> Extract provided
<<<<

Changes in dietary omega-6/3 polyunsaturated fatty acids (PUFA) ratios affect anti- and proinflammatory equilibrium. As reperfused myocardial infarction (MI) is an inflammatory pathology that alters the cell integrity of the myocardium but also of other tissues, such as the hippocampus and amygdala, attenuation of the inflammation could be helpful in maintaining cell integrity after MI. Therefore, we hypothesized that a decrease in the dietary omega-6/3 PUFA ratio, without altering the diet content in total fat, proteins, or carbohydrates, will result in a reduction of infarct size and a diminution of postreperfusion apoptosis observed in the amygdala and hippocampus.

Male Sprague-Dawley rats were fed 1 of 3 diets containing different omega-6/3 PUFA ratios for 2 weeks (5:1; 1:1; 1:5). Then, myocardial ischemia was induced by left anterior descending coronary artery occlusion for 40 min, followed by reperfusion. Cardioprotective mechanisms were studied in the myocardium at 15 min of reperfusion, along with myocardial infarct size after 24 h of reperfusion. Apoptosis was evaluated in the hippocampus and the amygdala. We found that infarct size was significantly reduced by 32% in groups 1:5 and 1:1 vs. group 5:1. Akt activity was higher in groups 1:5 and 1:1 compared with group 5:1. Caspase-3 enzymatic activity doubled in area CA1 and the dentate gyrus (DG) in group 5:1 compared with groups 1:1 and 1:5. In addition, caspase-8 enzymatic activity was increased in the DG at 24 h, and caspase-9 was enhanced in CA1 at 24 h in group 5:1 vs. groups 1:1 and 1:5.

These results demonstrate that the increase in the dietary omega-3 PUFA, at the expense of omega-6 PUFA, reduces infarct size and helps to inhibit apoptosis in the limbic system after MI.

>>>>

> Dataset records
<<<<

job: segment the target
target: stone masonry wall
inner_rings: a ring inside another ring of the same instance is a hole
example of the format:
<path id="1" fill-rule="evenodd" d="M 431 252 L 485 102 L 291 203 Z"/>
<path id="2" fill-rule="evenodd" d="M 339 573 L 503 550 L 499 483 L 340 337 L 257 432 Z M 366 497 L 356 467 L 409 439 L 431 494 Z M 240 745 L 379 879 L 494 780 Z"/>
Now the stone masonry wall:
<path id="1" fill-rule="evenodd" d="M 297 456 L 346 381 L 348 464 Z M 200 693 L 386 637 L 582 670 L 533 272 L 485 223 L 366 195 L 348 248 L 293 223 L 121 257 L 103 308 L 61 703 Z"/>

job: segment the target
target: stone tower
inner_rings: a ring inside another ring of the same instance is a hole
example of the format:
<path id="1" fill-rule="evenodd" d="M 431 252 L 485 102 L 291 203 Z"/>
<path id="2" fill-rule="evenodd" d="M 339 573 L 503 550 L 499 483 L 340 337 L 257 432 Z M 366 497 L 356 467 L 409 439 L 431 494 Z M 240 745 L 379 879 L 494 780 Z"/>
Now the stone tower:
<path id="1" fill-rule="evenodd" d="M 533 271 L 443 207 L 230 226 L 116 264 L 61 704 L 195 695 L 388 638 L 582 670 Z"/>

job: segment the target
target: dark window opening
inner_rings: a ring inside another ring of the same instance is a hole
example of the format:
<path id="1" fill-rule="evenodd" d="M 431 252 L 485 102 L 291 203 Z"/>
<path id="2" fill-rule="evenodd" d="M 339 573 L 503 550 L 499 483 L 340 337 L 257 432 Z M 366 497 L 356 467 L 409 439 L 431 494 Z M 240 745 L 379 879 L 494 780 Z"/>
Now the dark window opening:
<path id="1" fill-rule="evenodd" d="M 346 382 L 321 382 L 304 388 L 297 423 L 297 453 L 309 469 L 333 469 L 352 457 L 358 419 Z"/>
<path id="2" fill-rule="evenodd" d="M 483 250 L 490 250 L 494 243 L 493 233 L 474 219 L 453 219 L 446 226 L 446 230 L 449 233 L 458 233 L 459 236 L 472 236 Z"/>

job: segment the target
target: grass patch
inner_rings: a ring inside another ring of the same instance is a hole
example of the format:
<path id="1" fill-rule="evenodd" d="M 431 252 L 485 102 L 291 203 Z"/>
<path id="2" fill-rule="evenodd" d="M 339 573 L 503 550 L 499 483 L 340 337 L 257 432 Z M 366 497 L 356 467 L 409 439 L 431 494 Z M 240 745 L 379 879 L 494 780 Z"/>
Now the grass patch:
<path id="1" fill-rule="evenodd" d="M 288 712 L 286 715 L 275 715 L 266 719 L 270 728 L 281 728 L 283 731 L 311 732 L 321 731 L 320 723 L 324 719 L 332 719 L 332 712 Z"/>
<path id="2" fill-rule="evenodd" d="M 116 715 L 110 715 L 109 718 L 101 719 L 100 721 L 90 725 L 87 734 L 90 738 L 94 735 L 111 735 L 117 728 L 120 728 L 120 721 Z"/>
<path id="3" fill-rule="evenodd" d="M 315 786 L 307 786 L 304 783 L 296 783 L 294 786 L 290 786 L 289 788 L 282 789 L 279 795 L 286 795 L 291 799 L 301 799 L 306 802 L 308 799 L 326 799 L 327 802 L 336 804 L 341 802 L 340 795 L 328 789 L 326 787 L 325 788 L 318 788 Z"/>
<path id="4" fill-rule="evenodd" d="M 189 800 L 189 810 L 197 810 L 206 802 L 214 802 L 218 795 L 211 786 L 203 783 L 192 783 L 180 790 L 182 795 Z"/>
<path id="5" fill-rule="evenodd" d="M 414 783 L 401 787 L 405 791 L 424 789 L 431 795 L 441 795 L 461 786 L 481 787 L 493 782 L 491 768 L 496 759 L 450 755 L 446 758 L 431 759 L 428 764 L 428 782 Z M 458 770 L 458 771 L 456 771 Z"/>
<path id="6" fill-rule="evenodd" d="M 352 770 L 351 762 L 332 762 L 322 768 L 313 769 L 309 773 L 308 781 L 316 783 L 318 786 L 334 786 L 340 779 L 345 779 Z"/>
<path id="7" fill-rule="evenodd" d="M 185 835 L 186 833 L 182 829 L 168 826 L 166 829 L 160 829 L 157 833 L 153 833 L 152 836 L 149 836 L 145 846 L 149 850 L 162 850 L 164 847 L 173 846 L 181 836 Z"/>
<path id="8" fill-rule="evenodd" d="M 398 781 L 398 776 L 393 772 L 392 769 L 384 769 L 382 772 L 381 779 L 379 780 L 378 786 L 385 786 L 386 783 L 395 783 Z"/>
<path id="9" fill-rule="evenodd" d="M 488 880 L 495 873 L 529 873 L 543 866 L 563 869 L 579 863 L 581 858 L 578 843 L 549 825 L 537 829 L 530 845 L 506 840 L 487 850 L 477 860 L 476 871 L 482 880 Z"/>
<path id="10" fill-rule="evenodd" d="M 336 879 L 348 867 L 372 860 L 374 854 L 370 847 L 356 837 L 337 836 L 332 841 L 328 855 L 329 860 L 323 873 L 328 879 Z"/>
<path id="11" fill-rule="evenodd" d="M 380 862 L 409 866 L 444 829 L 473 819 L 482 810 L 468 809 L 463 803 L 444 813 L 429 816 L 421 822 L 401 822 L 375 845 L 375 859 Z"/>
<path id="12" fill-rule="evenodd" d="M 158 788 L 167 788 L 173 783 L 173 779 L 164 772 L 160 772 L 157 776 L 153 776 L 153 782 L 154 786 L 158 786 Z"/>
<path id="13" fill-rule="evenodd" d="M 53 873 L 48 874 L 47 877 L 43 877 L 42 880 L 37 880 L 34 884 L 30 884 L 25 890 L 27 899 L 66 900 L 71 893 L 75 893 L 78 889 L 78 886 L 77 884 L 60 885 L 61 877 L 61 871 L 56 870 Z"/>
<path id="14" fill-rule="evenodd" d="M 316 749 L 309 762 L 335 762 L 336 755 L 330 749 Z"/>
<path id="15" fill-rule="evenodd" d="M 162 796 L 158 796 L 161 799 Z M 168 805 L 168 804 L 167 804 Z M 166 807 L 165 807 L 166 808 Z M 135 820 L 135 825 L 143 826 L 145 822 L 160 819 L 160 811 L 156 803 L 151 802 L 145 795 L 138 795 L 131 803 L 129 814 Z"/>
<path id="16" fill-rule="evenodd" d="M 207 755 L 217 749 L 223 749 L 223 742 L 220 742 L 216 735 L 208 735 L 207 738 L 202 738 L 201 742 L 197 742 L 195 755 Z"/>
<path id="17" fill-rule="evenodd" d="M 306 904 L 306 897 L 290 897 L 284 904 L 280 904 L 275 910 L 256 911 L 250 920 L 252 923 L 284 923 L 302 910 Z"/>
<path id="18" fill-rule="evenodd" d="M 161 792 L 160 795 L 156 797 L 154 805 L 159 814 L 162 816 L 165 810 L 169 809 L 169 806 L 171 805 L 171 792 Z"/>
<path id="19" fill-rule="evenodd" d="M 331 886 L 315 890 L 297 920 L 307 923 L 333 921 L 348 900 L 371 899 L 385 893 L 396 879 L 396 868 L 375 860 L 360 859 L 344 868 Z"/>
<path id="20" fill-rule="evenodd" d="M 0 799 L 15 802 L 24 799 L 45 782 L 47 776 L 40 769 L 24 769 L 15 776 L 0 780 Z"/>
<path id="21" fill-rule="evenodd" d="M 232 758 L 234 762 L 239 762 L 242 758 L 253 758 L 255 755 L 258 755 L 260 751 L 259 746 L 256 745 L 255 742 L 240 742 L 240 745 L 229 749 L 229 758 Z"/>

>>>>

> What is needed
Please copy, word for word, the part of the abstract on dietary omega-6/3 fatty acid ratios and myocardial infarction that opens with the words containing "Changes in dietary" and closes with "amygdala and hippocampus.".

> Worked solution
Changes in dietary omega-6/3 polyunsaturated fatty acids (PUFA) ratios affect anti- and proinflammatory equilibrium. As reperfused myocardial infarction (MI) is an inflammatory pathology that alters the cell integrity of the myocardium but also of other tissues, such as the hippocampus and amygdala, attenuation of the inflammation could be helpful in maintaining cell integrity after MI. Therefore, we hypothesized that a decrease in the dietary omega-6/3 PUFA ratio, without altering the diet content in total fat, proteins, or carbohydrates, will result in a reduction of infarct size and a diminution of postreperfusion apoptosis observed in the amygdala and hippocampus.